• **ZU ERLEDIGENDE AUFGABEN**
1) Welche Funktion hat Dieter Jakob laut dem Textauszug über Deep Learning bei Teradata?
2) Schreiben Sie den Textauszug über Deep Learning in Unternehmen im Anschluss an seinen letzten Satz weiter.

• **TEXTAUSZUG**

◇ ◇ ◇ ◇ ◇

Deep Learning ist ein „Ähnlichkeitserkenner“

Mit der konkreten Umsetzung der AI im Unternehmen beschäftigt sich Dieter Jakob, bei Teradata als Solution Architect für die Themen Künstliche Intelligenz und Internet of Things tätig. Künstliche Intelligenz diene den Unternehmen dazu, in jeder Situation möglichst schnell die richtige Entscheidung zu treffen, sagt er, also die Entscheidungsfindung quasi zu automatisieren. Eine Klassifikation der KI-Werkzeuge nach dieser Maßgabe fand der Lösungsarchitekt im BITKOM-Leitfaden „Künstliche Intelligenz verstehen als Automation des Entscheidens“ [PDF].

Wie Jakob betont, basieren die Neuronalen Netze, die neben den Daten die Basis der selbstlernenden Systeme bilden, auf bloßer Ähnlichkeitserkennung. Deep Learning sei de facto außerstande, zu abstrahieren und Erkenntnisse auf einen anderen Kontext zu übertragen. Soviel zum Thema: KI verdrängt die menschliche Intelligenz!

Drei Arten von KI-Projekten

Unternehmen, die in das Thema Deep Learning einsteigen wollen, sollten das mit hoher Frustrationstoleranz tun, rät Jakob: „Innovation bedeutet Risiko. Sie müssen unbedingt eine Exit-Strategie definieren: Wann gehen Sie raus und wie gehen Sie raus?“ Auch beim Deployment folge ein Innovationsprojekt anderen Regeln als ein gewöhnliches IT-Vorhaben.

◇ ◇ ◇ ◇ ◇

• **BEREITGESTELLTE DATEN**
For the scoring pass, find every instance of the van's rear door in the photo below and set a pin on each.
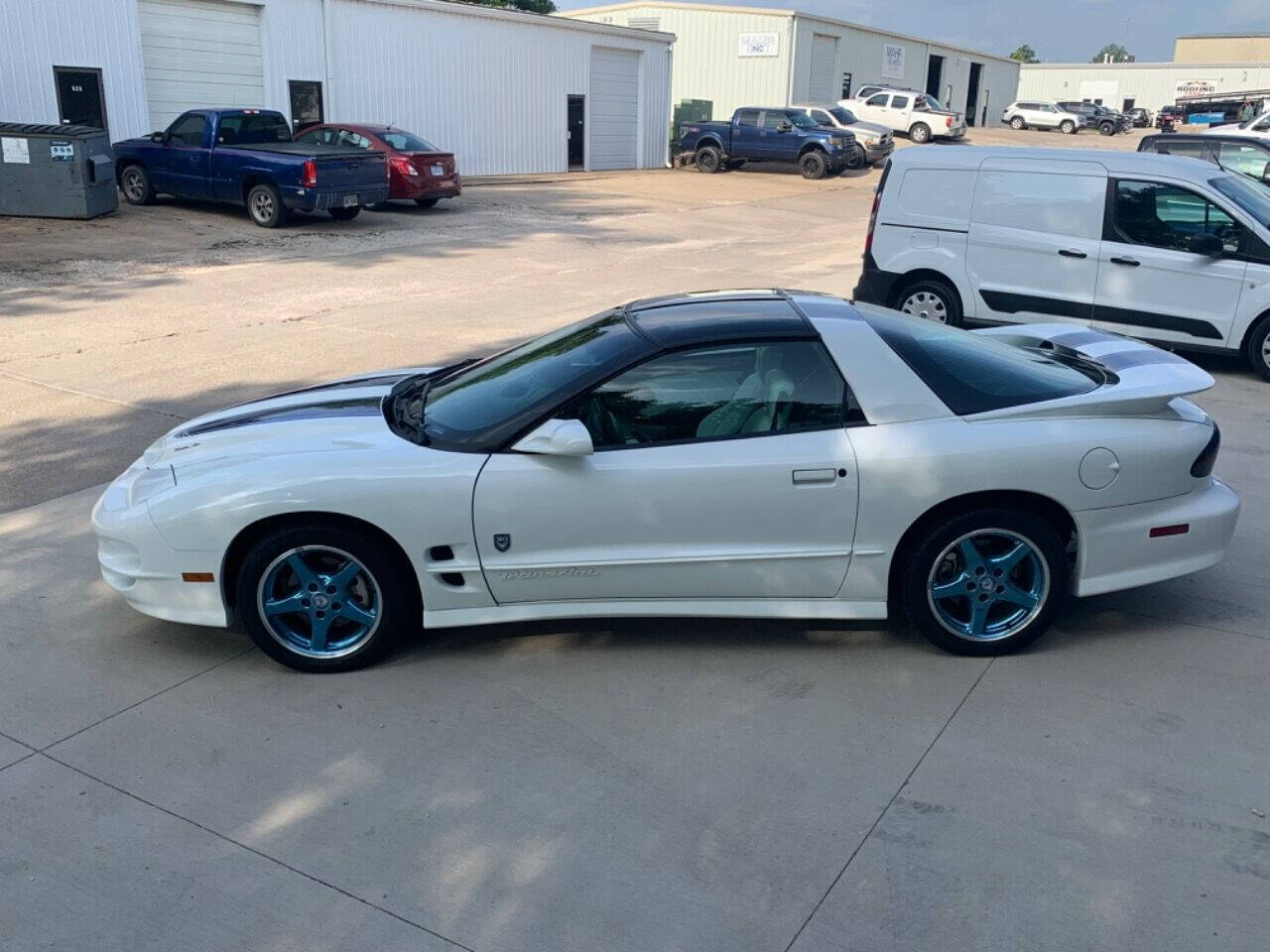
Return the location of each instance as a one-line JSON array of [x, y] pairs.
[[1033, 245]]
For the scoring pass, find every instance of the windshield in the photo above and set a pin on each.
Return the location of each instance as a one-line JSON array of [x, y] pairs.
[[973, 373], [486, 404], [1251, 195], [407, 141]]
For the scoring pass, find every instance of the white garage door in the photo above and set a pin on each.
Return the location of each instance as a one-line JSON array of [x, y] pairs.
[[613, 119], [199, 54], [822, 86]]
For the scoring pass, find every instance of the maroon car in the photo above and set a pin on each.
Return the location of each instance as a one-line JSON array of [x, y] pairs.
[[417, 169]]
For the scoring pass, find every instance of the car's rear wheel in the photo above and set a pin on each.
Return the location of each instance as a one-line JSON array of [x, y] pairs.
[[264, 206], [930, 299], [322, 598], [1259, 348], [708, 159], [135, 182], [987, 581], [813, 166]]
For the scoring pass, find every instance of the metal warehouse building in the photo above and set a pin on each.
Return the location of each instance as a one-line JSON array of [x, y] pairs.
[[507, 91], [734, 56], [1124, 85]]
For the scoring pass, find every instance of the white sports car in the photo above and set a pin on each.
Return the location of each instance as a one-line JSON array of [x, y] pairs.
[[751, 453]]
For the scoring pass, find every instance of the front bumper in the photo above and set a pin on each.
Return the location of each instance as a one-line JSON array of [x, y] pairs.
[[1116, 549], [139, 563]]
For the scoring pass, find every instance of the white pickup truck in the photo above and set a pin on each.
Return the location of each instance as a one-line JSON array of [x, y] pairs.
[[916, 114]]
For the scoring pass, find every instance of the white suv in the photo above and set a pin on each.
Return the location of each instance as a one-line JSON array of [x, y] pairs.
[[1042, 116], [919, 116]]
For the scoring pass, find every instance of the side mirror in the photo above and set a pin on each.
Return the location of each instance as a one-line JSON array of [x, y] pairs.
[[1207, 245], [558, 438]]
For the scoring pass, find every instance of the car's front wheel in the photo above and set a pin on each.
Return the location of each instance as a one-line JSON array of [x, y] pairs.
[[987, 581], [322, 598]]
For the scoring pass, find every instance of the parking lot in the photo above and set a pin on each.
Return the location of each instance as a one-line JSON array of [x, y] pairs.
[[634, 784]]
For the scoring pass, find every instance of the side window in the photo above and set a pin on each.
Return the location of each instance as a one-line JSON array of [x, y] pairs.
[[1166, 216], [189, 130], [717, 393]]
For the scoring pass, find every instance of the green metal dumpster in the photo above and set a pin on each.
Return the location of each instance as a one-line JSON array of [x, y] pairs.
[[56, 172]]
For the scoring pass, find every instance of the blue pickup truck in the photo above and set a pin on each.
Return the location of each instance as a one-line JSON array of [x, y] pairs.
[[245, 157], [776, 135]]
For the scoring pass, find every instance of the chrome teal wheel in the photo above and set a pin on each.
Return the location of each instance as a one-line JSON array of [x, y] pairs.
[[318, 602], [988, 584]]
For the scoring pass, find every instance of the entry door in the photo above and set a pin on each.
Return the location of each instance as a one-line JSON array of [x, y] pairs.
[[576, 132], [721, 472], [80, 100], [307, 108], [1033, 246], [1150, 284]]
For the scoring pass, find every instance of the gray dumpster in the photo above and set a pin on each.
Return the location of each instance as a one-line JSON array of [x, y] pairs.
[[56, 172]]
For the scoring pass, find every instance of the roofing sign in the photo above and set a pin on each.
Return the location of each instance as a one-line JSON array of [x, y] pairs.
[[1196, 87]]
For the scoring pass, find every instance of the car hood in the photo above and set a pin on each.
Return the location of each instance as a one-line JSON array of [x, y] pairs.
[[343, 414]]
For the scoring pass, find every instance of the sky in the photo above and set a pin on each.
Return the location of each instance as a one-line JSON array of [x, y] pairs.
[[1060, 31]]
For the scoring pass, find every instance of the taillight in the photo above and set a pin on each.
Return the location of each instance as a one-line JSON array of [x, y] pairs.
[[1206, 460]]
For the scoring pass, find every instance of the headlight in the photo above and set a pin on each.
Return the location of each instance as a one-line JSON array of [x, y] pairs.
[[150, 483]]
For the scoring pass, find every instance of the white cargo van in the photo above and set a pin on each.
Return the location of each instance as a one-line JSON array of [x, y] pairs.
[[1162, 248]]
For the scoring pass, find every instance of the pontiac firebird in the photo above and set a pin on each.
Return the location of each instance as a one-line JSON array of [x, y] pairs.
[[751, 453]]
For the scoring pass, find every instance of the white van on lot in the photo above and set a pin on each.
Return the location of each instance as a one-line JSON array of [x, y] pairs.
[[1162, 248]]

◇ ◇ ◇ ◇ ◇

• **ANTWORTEN DER REIHE**
1) Er ist bei Teradata als Solution Architect für die Themen Künstliche Intelligenz und Internet of Things tätig.

2)
Laut Frank Säuberlich, Director Data Science & Data Innovation bei der Teradata Deutschland GmbH, muss jedes KI-Projekt mit einer Business-Fragestellung beginnen. Jedenfalls handhabt er das so mit seinen Kunden. Aus Sicht des Analytics- und KI-Experten gibt es drei verschiedene Arten von Projekten, die das Etikett „Künstliche Intelligenz“ tragen:

  • Da sind zum einen klassische Analytics-Projekte aus Anwendungsbereichen wie Predictive Maintenance oder Churn Prediction, die kürzlich quasi ein Rebranding erfahren haben. Die Vorhersagemodelle sind dank verbesserter Technik deutlich präziser geworden, auch wenn sich die Algorithmen nicht so stark verändert haben.
  • Dann gibt es Mischformen, die auf bestehenden Anwendungen basieren, aber durch neue Daten, zum Beispiel aus Bild- oder Audiodaten, sowie Deep-Learning-Algorithmen einen Qualitätssprung gemacht haben.
  • Wirklich neue Anwendungen wie Chatbots, selbstfahrende Autos, Sprach- und Geschichtserkennung sind bislang eher selten.

Doch egal, für welche Form sich der Kunde entscheidet: „Wir raten ihm, nicht nur einen Business-Zweck zu verfolgen, sondern den anvisierten Wert auch frühzeitig zu quantifizieren“, verrät Säuberlich. Es gelte, darüber nachzudenken, was das Projekt am Ende für die Anwender bedeute: „Wie will das Unternehmen mit den Ergebnissen umgehen? Das ist die entscheidende Frage. Hier zeigt sich, ob es für den Einsatz überhaupt bereit ist.“

Renaissance der Datenmodellierung

An dieser Stelle stieg auch Chief Operating Officer Oliver Ratzesberger in die Diskussion ein. Die Verantwortlichen müssen sich seiner Ansicht nach ernsthaft fragen:

  • Wollen wir die Antworten auf diese Fragen wirklich wissen?
  • Was werden wir anders machen, wenn wir sie wissen?
  • Und welche Daten fehlen uns eigentlich noch, um aussagekräftige Antworten zu bekommen?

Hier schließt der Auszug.